- _Directions_
Would you please output the records exactly as they appear below?

- _Extracted entries_
- Opening Delimiter -
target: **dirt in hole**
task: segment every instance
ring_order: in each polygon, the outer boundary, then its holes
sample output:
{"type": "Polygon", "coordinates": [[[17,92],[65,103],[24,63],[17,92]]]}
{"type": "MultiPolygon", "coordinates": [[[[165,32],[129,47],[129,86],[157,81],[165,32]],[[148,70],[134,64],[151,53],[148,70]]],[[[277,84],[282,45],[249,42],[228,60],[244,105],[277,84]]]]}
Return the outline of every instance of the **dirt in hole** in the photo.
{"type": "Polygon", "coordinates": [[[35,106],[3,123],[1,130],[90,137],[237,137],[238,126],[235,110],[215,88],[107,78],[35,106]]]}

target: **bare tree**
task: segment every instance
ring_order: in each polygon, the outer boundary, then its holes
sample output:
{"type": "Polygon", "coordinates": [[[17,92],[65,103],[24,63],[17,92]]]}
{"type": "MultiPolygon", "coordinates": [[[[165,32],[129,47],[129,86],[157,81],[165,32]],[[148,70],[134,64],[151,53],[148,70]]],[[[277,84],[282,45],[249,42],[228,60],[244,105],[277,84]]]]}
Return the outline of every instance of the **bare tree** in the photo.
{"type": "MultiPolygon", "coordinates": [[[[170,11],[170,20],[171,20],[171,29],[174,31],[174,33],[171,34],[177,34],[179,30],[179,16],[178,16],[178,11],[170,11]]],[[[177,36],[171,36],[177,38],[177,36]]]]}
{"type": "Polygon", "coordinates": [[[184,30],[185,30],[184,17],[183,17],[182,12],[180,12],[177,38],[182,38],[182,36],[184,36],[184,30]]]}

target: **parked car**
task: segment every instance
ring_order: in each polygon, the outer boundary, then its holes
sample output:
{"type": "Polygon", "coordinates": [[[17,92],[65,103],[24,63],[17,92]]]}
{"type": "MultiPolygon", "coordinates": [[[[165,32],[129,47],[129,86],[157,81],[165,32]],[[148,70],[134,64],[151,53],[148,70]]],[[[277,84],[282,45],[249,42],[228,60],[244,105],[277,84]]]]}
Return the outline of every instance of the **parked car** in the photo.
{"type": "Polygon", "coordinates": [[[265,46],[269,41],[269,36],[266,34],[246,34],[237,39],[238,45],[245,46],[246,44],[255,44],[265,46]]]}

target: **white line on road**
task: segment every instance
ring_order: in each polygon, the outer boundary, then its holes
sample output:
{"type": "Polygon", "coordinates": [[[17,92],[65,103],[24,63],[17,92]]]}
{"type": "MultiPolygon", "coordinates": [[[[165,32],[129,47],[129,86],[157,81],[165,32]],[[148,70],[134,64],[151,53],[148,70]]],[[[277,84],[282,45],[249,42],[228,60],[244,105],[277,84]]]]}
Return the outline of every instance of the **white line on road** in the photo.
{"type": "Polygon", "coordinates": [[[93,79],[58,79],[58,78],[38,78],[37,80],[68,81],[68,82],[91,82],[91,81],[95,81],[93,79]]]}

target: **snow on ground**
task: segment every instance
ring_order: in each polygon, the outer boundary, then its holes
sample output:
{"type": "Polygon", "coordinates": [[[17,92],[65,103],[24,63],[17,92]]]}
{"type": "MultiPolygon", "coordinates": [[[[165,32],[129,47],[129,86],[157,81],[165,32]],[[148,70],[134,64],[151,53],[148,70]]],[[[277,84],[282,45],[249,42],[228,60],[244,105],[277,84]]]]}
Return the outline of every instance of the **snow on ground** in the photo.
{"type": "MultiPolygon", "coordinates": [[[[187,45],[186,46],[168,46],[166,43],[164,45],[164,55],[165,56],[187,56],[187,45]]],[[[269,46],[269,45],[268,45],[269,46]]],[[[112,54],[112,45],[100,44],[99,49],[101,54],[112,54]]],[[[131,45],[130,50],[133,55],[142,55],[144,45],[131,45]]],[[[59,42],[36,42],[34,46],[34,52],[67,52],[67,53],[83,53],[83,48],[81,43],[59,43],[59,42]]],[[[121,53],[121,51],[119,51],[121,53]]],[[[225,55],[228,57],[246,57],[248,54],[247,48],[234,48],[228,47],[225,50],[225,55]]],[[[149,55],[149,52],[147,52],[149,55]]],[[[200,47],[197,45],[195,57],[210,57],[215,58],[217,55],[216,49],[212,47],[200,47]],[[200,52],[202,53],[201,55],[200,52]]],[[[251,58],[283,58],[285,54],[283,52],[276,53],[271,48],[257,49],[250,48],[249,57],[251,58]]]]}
- Closing Delimiter -
- _Solution_
target: **dirt in hole**
task: segment every instance
ring_order: in each polygon, the outer boundary, then its holes
sample output:
{"type": "Polygon", "coordinates": [[[17,92],[65,103],[24,63],[17,92]]]}
{"type": "MultiPolygon", "coordinates": [[[[165,32],[129,47],[129,86],[157,81],[165,32]],[[148,70],[134,64],[151,53],[148,70]]],[[[277,84],[282,45],[249,42],[228,60],[244,105],[277,84]]]]}
Return the outline of every instance of the **dirt in hole** in the photo.
{"type": "Polygon", "coordinates": [[[35,106],[3,123],[1,130],[90,137],[237,137],[238,126],[235,110],[215,88],[107,78],[35,106]]]}

target: **bare tree**
task: segment every instance
ring_order: in each polygon, the outer boundary, then its holes
sample output:
{"type": "Polygon", "coordinates": [[[17,92],[65,103],[24,63],[17,92]]]}
{"type": "MultiPolygon", "coordinates": [[[[165,32],[129,47],[129,86],[157,81],[165,32]],[[148,70],[134,64],[151,53],[148,70]]],[[[277,84],[282,45],[249,42],[228,60],[244,105],[277,84]]]]}
Return the outline of every instance of the **bare tree** in the photo.
{"type": "MultiPolygon", "coordinates": [[[[170,11],[170,20],[171,20],[171,29],[174,31],[174,33],[171,34],[177,34],[179,30],[179,16],[178,16],[178,11],[170,11]]],[[[177,36],[171,36],[177,38],[177,36]]]]}
{"type": "Polygon", "coordinates": [[[184,30],[185,30],[184,17],[183,17],[182,12],[180,12],[177,38],[182,38],[182,36],[184,36],[184,30]]]}

target: **parked car**
task: segment every instance
ring_order: in each polygon, the outer boundary, then its holes
sample output:
{"type": "Polygon", "coordinates": [[[17,92],[65,103],[24,63],[17,92]]]}
{"type": "MultiPolygon", "coordinates": [[[[165,32],[129,47],[129,86],[157,81],[165,32]],[[148,70],[134,64],[151,53],[148,70]]],[[[277,84],[282,45],[249,42],[228,60],[244,105],[277,84]]]]}
Return the outline of every instance of the **parked car** in the photo.
{"type": "Polygon", "coordinates": [[[265,46],[269,41],[269,36],[266,34],[246,34],[237,39],[238,45],[245,46],[246,44],[255,44],[265,46]]]}

target: **white line on road**
task: segment every instance
ring_order: in each polygon, the outer boundary, then its holes
sample output:
{"type": "Polygon", "coordinates": [[[17,92],[65,103],[24,63],[17,92]]]}
{"type": "MultiPolygon", "coordinates": [[[[165,32],[129,47],[129,86],[157,81],[165,32]],[[148,70],[134,64],[151,53],[148,70]]],[[[277,84],[282,45],[249,42],[228,60],[244,105],[277,84]]]]}
Return the outline of every instance of the **white line on road** in the photo.
{"type": "Polygon", "coordinates": [[[93,79],[58,79],[58,78],[38,78],[37,80],[68,81],[68,82],[91,82],[91,81],[95,81],[93,79]]]}

target: **snow on ground**
task: segment every instance
ring_order: in each polygon, the outer boundary, then its holes
sample output:
{"type": "Polygon", "coordinates": [[[17,92],[65,103],[24,63],[17,92]]]}
{"type": "MultiPolygon", "coordinates": [[[[165,32],[129,47],[129,86],[157,81],[165,32]],[[148,70],[134,64],[151,53],[148,70]]],[[[277,84],[282,45],[249,42],[228,60],[244,105],[277,84]]]]}
Return the outline of every instance of the **snow on ground** in the photo.
{"type": "MultiPolygon", "coordinates": [[[[187,45],[186,46],[168,46],[166,43],[164,45],[164,55],[165,56],[187,56],[187,45]]],[[[269,46],[269,45],[268,45],[269,46]]],[[[112,54],[112,45],[100,44],[99,49],[101,54],[112,54]]],[[[131,45],[130,50],[133,55],[142,55],[144,45],[131,45]]],[[[59,42],[36,42],[34,46],[34,52],[67,52],[67,53],[83,53],[83,48],[81,43],[59,43],[59,42]]],[[[121,53],[121,51],[119,51],[121,53]]],[[[225,55],[228,57],[246,57],[248,54],[247,48],[234,48],[228,47],[225,50],[225,55]]],[[[149,55],[149,52],[147,52],[149,55]]],[[[200,47],[197,45],[195,57],[210,57],[215,58],[217,55],[216,49],[212,47],[200,47]],[[200,52],[202,53],[201,55],[200,52]]],[[[251,58],[283,58],[285,54],[283,52],[276,53],[271,48],[257,49],[250,48],[249,57],[251,58]]]]}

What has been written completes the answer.